» What you are asked to do: Copy every line of the entries below, including the requests, and multiply each coordinate in the answers by 1.4, rounding to whole numbers with halves rounded up. Leave all other numbers, including those in the requests and their format samples, unchanged.

» Extracted information:
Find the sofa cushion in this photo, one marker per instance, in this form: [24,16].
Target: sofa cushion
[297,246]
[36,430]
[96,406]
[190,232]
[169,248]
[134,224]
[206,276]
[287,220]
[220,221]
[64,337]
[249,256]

» Full answer:
Find the sofa cushion in this photo, one marker per instance, in this form: [24,16].
Target: sofa cushion
[416,344]
[50,602]
[134,568]
[266,325]
[237,347]
[188,314]
[288,386]
[402,308]
[308,309]
[90,472]
[349,358]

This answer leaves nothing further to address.